(Entries for bounding box labeling)
(begin)

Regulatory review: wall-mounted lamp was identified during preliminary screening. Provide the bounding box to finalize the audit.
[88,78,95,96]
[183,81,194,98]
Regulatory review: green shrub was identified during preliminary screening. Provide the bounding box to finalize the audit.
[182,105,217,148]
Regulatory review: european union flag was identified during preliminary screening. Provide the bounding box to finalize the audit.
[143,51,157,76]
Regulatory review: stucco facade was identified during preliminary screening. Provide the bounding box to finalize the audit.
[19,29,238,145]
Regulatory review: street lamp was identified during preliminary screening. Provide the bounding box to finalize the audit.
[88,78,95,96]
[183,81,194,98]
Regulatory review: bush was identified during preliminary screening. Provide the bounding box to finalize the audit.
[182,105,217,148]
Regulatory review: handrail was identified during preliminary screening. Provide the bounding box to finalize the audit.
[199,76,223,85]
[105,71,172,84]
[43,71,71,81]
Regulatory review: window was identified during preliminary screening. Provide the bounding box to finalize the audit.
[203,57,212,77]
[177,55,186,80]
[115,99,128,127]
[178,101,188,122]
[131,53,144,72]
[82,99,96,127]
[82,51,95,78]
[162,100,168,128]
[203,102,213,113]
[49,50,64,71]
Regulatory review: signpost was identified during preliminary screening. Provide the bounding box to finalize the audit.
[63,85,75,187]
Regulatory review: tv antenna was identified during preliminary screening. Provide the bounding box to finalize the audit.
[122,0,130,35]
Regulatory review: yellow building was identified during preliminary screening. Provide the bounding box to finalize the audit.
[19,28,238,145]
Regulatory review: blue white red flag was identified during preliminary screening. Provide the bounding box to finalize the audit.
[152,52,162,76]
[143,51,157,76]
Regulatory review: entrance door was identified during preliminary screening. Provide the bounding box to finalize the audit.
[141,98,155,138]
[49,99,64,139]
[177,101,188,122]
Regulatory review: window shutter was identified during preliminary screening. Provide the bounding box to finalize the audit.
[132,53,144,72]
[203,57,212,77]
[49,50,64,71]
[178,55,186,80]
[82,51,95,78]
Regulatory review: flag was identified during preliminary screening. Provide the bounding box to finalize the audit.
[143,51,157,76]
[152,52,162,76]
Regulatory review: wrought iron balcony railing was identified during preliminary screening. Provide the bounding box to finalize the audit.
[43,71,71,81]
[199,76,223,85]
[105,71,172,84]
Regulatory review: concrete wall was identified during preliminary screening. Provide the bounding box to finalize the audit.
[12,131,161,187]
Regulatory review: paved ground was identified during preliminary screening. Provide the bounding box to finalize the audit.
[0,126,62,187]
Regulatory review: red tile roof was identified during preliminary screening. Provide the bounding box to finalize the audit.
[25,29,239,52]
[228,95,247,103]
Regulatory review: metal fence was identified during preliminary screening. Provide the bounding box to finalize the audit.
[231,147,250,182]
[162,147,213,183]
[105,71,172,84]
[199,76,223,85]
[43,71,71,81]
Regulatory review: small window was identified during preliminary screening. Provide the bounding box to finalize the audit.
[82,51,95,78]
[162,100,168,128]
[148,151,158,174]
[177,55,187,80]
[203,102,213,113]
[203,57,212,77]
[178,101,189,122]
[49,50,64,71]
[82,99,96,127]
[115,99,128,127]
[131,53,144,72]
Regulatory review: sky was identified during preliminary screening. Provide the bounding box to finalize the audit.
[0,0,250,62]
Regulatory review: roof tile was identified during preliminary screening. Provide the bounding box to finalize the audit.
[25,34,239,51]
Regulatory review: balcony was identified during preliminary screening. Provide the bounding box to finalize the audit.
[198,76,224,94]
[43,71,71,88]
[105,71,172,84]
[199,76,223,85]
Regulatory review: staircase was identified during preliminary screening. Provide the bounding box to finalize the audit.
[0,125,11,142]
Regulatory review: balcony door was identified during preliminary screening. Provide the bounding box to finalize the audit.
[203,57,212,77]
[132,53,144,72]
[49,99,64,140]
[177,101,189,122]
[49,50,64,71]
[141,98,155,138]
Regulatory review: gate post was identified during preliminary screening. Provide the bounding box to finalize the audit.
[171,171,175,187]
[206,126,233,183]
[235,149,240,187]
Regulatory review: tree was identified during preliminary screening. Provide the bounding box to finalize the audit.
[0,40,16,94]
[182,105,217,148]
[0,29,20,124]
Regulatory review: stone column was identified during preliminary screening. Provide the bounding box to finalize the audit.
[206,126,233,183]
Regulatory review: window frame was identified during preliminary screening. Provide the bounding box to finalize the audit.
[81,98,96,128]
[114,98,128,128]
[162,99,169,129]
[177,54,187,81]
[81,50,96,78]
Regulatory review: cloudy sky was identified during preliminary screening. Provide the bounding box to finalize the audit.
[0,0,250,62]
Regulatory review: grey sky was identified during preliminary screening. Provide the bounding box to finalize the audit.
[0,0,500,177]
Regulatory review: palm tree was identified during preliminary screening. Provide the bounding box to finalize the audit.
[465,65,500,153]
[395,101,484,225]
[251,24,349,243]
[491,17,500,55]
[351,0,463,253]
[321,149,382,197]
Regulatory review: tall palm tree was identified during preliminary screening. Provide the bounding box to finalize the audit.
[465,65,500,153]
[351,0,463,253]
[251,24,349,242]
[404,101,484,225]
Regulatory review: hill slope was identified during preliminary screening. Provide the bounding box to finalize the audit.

(end)

• CHALLENGE: Render the entries above as a numbered list, leaving out any blank lines.

• WRITTEN REPLY:
1. Regulatory review: wall-mounted lamp was identified during preliminary screening. Provide the bounding box to finalize the audit.
2. [88,78,95,96]
3. [183,81,194,98]
4. Regulatory review: green shrub was identified during preliminary screening. Provide the bounding box to finalize the audit.
5. [182,105,217,148]
6. Regulatory review: european union flag was identified during preliminary screening. Provide the bounding box to finalize the audit.
7. [143,51,157,76]
8. Regulatory review: stucco facade was identified during preliminary screening. Provide the bounding box to finalize the audit.
9. [19,29,238,145]
10. Regulatory review: street lamp was identified during preliminary screening. Provide the bounding box to finalize the audit.
11. [88,78,95,96]
12. [183,81,194,98]
13. Regulatory review: bush was identified during preliminary screening. Provide the bounding box to finalize the audit.
14. [182,105,217,148]
15. Regulatory review: handrail was identified during preliminary screening. Provide the bounding box to finalize the audit.
16. [199,76,223,85]
17. [105,71,172,84]
18. [43,71,71,81]
19. Regulatory review: window was identified during preliminary screening. Provide the bounding box to finalize the audit.
20. [203,57,212,77]
21. [177,55,186,80]
22. [115,99,128,127]
23. [178,101,188,122]
24. [131,53,144,72]
25. [82,99,96,127]
26. [82,51,95,78]
27. [162,100,168,128]
28. [203,102,213,113]
29. [49,50,64,71]
30. Regulatory review: signpost was identified during preliminary screening. Provide the bounding box to finalize the audit.
31. [63,85,75,187]
32. Regulatory review: tv antenna was identified during preliminary screening. Provide the bounding box to finalize the audit.
33. [122,0,130,35]
34. Regulatory review: yellow building was identified during preliminary screening. Provide the bounding box to finalize the audit.
35. [19,28,238,145]
36. Regulatory review: blue white red flag was identified during preliminary screening. Provide the bounding box to finalize the audit.
37. [152,52,162,76]
38. [143,51,157,76]
39. Regulatory review: entrance door was identified during preliminary screening. Provide the bounding box to finalize the audit.
40. [141,98,155,138]
41. [49,99,64,139]
42. [177,101,188,122]
43. Regulatory review: window shutter was identified during preliminary screening. Provide the bounding box to finalize the audit.
44. [132,53,144,72]
45. [203,57,212,77]
46. [49,50,64,71]
47. [178,55,186,80]
48. [82,51,95,78]
49. Regulatory review: flag was identified during preliminary screening. Provide the bounding box to finalize the audit.
50. [143,51,157,76]
51. [152,52,162,76]
52. Regulatory review: wrought iron balcony railing was identified during preliminary screening. Provide the bounding box to finalize the audit.
53. [43,71,71,81]
54. [199,76,223,85]
55. [105,71,172,84]
56. Regulatory review: concrete wall was identified during preliminary screening. Provide the bounding box to finalize the audit.
57. [12,131,161,187]
58. Regulatory review: paved ground was identified during preliminary screening. Provide the bounding box to finalize the audit.
59. [0,126,62,187]
60. Regulatory review: red tile roof was identified during preliminary screening. Provide the bounding box to finalize the audit.
61. [25,29,239,52]
62. [228,95,247,103]
63. Regulatory review: metal fence was identified during preliminary screening. Provide the bounding box to finalize the audit.
64. [231,147,250,182]
65. [162,147,213,183]
66. [105,71,172,84]
67. [199,76,223,85]
68. [43,71,71,81]
69. Regulatory review: small window was identified during preliminary screening. Provide the bounding box to finalize the audit.
70. [82,51,95,78]
71. [162,100,168,128]
72. [148,151,158,174]
73. [177,55,187,80]
74. [203,102,213,113]
75. [203,57,212,77]
76. [178,101,189,122]
77. [49,50,64,71]
78. [82,99,96,127]
79. [115,99,128,127]
80. [131,53,144,72]
81. Regulatory review: sky was identified during preliminary screening. Provide the bounding box to finalize the audit.
82. [0,0,250,62]
83. Regulatory review: roof tile was identified during preliminary screening. Provide the bounding box to finalize the audit.
84. [25,34,239,51]
85. Regulatory review: balcony was identified during preliminary screening. Provide the bounding box to finalize the audit.
86. [198,76,224,94]
87. [43,71,71,88]
88. [105,71,172,84]
89. [199,76,223,85]
90. Regulatory review: staircase was identified during preliminary screening. Provide the bounding box to finalize the audit.
91. [0,125,11,142]
92. Regulatory review: balcony door was identified during preliminary screening. Provide the bounding box to finalize the audit.
93. [203,57,212,77]
94. [132,53,144,72]
95. [49,99,64,140]
96. [177,101,189,122]
97. [49,50,64,71]
98. [141,98,155,138]
99. Regulatory review: gate post was identified during preliminary screening. Provide the bounding box to finalize the audit.
100. [171,171,175,187]
101. [206,126,233,183]
102. [235,149,240,187]
103. Regulatory review: tree was identified during preliminary screening. Provide the bounding box to finalize the audit.
104. [0,40,16,94]
105. [182,105,217,148]
106. [0,29,20,124]
107. Regulatory review: stone column was identified during preliminary screening. Provide the bounding box to finalize the audit.
108. [206,126,233,183]
109. Regulatory review: window frame was identified during preliminary screening. Provide the bounding box to finalize the audit.
110. [81,98,96,128]
111. [114,98,128,128]
112. [162,99,169,129]
113. [177,54,187,81]
114. [81,50,96,78]
115. Regulatory review: cloudy sky was identified during preliminary screening. Provide the bounding box to finalize the audit.
116. [0,0,250,62]
117. Regulatory review: grey sky was identified during preliminary screening. Provide the bounding box to finalize the audit.
118. [0,0,500,177]
119. Regulatory review: palm tree was identified during preliminary screening. Provide the bounding box to finalize the audit.
120. [465,65,500,153]
121. [395,101,484,225]
122. [251,24,349,243]
123. [491,17,500,55]
124. [351,0,463,253]
125. [321,149,382,197]
126. Regulatory review: tall palm tree was identified during preliminary screening. Provide the bounding box to finalize the audit.
127. [465,65,500,153]
128. [351,0,463,253]
129. [251,24,349,242]
130. [404,101,484,225]
131. Regulatory review: hill slope was identified during preliminary screening. Provide the bounding box to finalize the audit.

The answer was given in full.